━━━ Supplied material ━━━

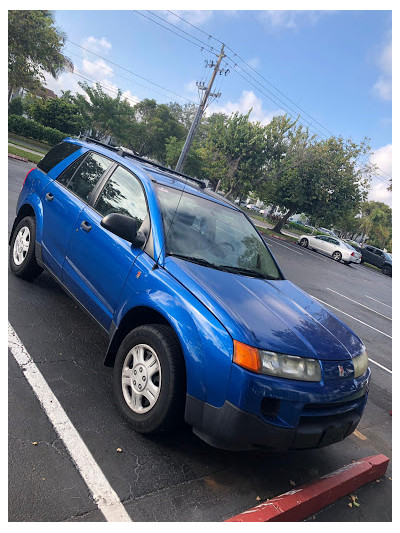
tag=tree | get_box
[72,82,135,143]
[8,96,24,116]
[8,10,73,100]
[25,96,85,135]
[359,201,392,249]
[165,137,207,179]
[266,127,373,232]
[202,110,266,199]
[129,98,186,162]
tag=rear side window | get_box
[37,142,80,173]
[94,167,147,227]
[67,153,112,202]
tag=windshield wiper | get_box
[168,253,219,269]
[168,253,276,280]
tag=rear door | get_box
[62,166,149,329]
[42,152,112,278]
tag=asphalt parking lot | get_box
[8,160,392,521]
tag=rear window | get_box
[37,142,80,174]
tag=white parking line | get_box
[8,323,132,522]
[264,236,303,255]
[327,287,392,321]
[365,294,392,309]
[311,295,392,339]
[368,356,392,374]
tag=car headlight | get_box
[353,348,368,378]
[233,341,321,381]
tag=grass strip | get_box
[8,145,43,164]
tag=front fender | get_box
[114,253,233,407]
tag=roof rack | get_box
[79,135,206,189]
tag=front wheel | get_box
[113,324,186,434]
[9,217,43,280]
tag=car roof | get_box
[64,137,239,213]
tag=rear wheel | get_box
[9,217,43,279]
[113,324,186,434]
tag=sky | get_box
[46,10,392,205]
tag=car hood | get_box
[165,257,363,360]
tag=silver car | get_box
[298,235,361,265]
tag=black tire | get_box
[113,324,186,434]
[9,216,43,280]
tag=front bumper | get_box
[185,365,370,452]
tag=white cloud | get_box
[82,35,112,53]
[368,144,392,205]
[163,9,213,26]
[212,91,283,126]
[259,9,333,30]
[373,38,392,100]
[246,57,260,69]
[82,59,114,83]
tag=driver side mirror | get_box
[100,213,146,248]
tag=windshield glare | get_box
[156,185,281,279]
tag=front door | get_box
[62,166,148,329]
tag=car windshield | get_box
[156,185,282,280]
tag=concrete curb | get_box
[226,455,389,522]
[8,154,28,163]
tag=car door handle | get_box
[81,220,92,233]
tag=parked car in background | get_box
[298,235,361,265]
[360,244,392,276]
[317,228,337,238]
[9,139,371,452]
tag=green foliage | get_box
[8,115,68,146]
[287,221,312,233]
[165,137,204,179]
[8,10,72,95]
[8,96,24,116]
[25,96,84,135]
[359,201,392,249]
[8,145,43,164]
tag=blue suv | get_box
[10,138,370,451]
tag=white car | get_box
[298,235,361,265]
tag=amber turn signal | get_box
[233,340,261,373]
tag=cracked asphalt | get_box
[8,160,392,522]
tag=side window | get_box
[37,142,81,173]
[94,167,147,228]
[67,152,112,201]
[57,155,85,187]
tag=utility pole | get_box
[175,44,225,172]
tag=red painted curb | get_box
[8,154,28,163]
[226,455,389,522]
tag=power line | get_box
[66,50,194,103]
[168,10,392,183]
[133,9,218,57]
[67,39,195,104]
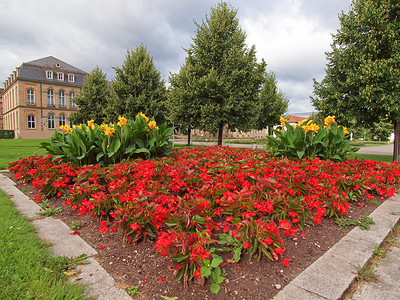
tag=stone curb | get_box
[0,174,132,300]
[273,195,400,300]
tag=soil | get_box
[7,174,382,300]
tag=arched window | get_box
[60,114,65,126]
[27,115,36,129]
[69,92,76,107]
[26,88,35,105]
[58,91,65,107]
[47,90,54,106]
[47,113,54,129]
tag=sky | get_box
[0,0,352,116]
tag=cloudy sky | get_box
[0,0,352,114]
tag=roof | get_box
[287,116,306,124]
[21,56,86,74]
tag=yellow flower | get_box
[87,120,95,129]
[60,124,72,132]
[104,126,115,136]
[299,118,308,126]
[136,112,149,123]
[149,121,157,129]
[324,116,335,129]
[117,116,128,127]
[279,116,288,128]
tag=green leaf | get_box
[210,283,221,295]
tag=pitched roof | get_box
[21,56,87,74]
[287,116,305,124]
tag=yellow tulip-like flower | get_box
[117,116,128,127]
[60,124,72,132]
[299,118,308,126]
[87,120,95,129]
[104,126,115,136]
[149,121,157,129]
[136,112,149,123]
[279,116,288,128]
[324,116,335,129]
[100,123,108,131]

━━━

- [Aim]: Count the lines of the records that contain the string "window", and give only that number.

- [Solution for this task]: 4